--- Data section ---
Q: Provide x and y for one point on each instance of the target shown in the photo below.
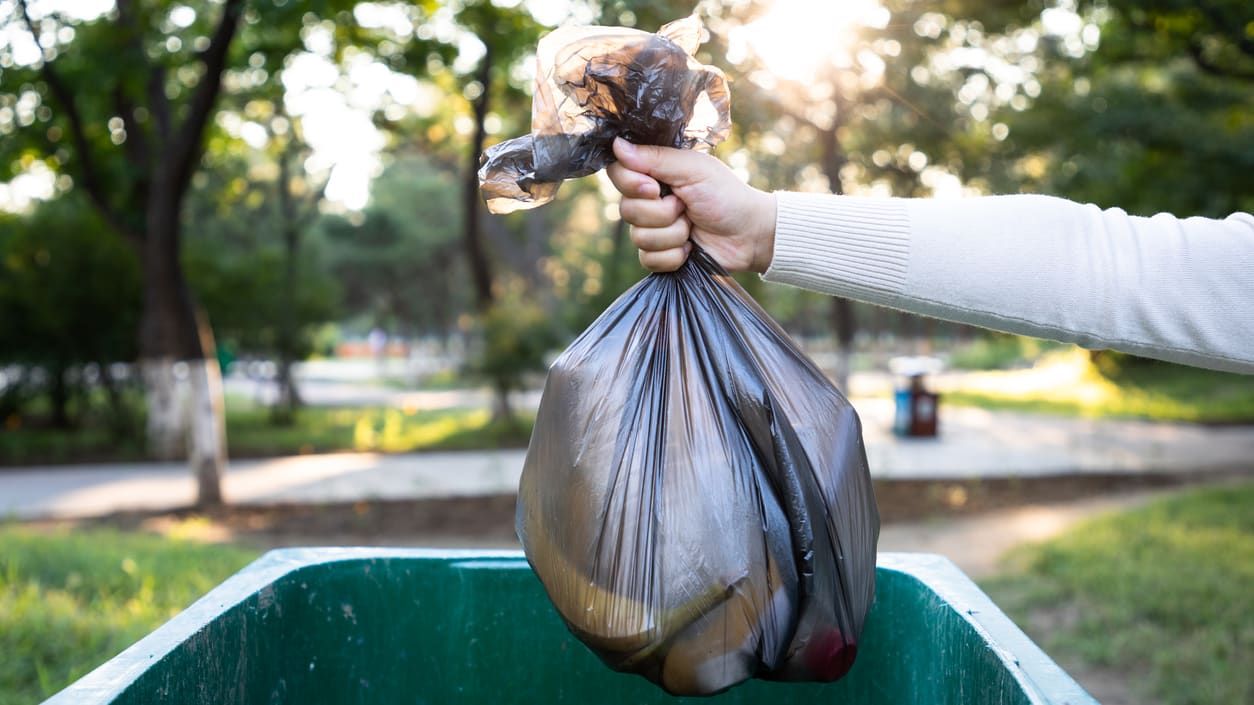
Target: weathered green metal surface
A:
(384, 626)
...
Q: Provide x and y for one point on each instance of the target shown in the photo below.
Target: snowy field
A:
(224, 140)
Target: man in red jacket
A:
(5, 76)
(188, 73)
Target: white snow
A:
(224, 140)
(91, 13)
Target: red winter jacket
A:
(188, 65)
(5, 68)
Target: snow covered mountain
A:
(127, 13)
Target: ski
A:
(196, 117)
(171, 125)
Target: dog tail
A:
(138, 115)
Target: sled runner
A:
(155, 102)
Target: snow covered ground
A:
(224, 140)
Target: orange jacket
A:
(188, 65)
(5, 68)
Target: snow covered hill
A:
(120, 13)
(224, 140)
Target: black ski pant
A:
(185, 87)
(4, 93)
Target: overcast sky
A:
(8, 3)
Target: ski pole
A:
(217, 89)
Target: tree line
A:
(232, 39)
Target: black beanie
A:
...
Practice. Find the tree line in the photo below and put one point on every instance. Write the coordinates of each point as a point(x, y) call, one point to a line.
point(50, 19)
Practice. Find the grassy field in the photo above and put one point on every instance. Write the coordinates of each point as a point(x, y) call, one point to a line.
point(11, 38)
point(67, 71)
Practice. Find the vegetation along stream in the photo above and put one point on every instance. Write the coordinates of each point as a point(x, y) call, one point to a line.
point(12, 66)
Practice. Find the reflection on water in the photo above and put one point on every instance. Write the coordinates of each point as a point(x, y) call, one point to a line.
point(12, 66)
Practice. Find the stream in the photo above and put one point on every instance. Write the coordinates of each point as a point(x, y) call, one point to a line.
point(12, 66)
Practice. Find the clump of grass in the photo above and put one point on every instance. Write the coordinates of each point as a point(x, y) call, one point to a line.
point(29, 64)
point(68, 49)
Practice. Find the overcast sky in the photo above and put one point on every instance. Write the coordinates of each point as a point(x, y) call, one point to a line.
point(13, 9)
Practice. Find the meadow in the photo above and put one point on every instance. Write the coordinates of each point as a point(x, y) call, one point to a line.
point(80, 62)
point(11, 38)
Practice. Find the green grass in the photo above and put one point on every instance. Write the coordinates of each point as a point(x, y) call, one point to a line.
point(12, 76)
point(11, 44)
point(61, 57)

--- Task item ---
From the records above, return each line where "jacket" occurs.

--- Problem solution ---
Target: man in red jacket
Target: red winter jacket
Target: orange jacket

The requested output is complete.